Problem 1 =>
Change "mouse models" to "rodent models" in the passage on opioid research, then write out the part from "A study conducted" up to and including "the journal Neuropsychopharmacology.".
Problem 2 =>
According to the passage on opioid research, in which conditions does RGS9-2 promote addiction to oxycodone? List all of them.
Problem 3 =>
In the passage on opioid research, which journal published the findings?

== Text shown

A study conducted at the Icahn School of Medicine at Mount Sinai has advanced our understanding of the mechanisms underlying oxycodone action that may be of value in the effort to separate the analgesic effects of opioids from their addictive properties. The protein RGS9-2 is known to control the function of opioid receptors in the brain. Building on this knowledge, the research team employed mouse models of both acute and chronic pain to demonstrate that it promotes addiction to oxycodone in both pain states, as well as in pain-free conditions. However, mice that were genetically engineered to lack RGS9-2 encoding ability showed fewer addictive behaviors without affecting the analgesic properties of the oxycodone. The findings were published online earlier this week in the journal Neuropsychopharmacology.

====
== Study material

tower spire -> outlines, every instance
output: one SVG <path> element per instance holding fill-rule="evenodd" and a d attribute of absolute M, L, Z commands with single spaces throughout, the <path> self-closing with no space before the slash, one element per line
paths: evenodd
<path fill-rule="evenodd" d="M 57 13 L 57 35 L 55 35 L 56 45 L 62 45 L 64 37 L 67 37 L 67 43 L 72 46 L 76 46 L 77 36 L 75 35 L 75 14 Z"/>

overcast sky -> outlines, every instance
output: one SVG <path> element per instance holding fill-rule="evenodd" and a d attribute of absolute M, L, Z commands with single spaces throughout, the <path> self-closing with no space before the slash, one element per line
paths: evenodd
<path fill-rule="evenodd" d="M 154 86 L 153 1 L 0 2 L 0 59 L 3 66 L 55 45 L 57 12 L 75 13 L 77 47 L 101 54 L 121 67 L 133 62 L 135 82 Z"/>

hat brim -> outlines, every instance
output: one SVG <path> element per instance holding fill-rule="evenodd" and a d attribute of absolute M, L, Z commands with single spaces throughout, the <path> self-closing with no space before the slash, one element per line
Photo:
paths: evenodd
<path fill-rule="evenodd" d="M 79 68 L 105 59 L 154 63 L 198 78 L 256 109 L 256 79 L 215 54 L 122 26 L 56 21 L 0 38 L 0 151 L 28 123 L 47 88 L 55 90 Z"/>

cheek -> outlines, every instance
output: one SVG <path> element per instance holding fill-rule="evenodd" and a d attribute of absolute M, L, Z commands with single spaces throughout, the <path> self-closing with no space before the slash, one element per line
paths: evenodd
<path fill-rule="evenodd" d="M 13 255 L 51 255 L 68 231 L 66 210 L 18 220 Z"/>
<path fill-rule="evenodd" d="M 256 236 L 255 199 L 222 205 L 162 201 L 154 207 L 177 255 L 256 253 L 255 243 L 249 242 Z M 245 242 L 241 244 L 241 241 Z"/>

====

Written reply 1 =>
A study conducted at the Icahn School of Medicine at Mount Sinai has advanced our understanding of the mechanisms underlying oxycodone action that may be of value in the effort to separate the analgesic effects of opioids from their addictive properties. The protein RGS9-2 is known to control the function of opioid receptors in the brain. Building on this knowledge, the research team employed rodent models of both acute and chronic pain to demonstrate that it promotes addiction to oxycodone in both pain states, as well as in pain-free conditions. However, mice that were genetically engineered to lack RGS9-2 encoding ability showed fewer addictive behaviors without affecting the analgesic properties of the oxycodone. The findings were published online earlier this week in the journal Neuropsychopharmacology.

Written reply 2 =>
Acute pain, chronic pain, and pain-free conditions.

Written reply 3 =>
Neuropsychopharmacology.